═════ RECORDS FOR THE TASK ═════
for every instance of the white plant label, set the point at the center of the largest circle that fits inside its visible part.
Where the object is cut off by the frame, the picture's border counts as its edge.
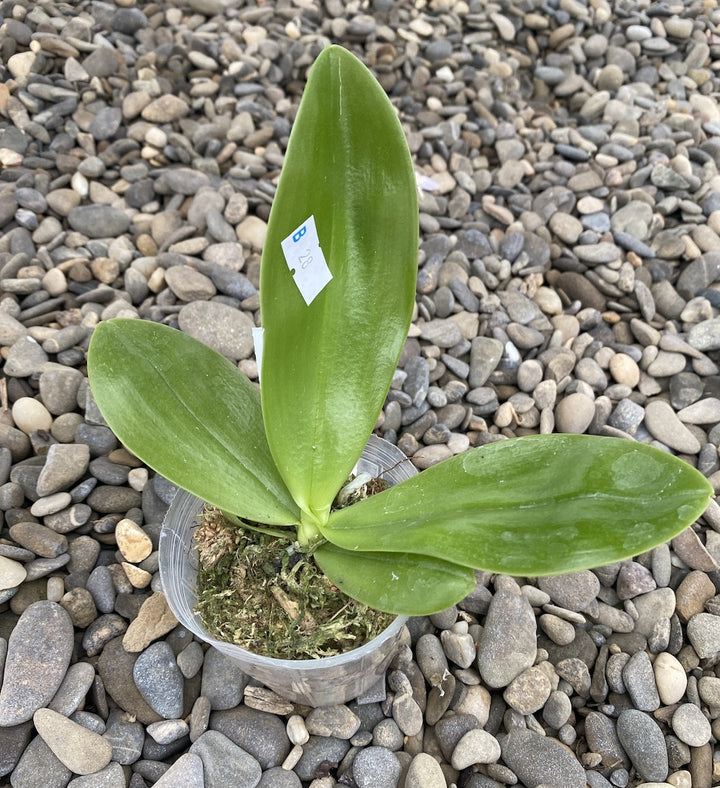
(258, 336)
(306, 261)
═════
═════ RECORDS FOR THE TASK ═════
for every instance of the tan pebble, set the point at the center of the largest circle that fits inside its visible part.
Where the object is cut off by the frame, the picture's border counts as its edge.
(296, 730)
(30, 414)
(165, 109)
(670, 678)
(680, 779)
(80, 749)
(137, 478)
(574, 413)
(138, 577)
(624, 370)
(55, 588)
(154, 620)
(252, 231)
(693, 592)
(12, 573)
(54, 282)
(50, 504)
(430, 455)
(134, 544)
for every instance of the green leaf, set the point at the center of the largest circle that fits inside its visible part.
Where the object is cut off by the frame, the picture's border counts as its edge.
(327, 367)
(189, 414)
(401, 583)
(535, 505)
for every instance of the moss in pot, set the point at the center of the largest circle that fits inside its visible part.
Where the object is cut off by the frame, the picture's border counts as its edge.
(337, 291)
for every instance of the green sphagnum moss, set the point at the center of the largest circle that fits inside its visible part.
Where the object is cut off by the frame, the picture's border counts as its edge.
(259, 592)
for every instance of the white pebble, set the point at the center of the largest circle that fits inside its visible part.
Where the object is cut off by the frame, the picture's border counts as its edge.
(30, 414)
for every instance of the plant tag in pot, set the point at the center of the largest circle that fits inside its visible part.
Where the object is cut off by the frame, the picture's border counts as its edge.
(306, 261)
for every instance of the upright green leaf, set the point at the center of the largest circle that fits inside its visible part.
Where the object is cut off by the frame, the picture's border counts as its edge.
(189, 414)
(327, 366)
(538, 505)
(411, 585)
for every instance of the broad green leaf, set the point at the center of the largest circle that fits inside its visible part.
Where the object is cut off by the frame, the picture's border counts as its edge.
═════
OBJECTIVE: Pull out each line in the data above that contains the string "white". Case matters.

RESPONSE BELOW:
for every instance of the white plant label, set the point at the center of the largest circle that fits inside its visible part.
for every instance of the white pebble, set the point at the center of the largest circle that fits inside its visible part.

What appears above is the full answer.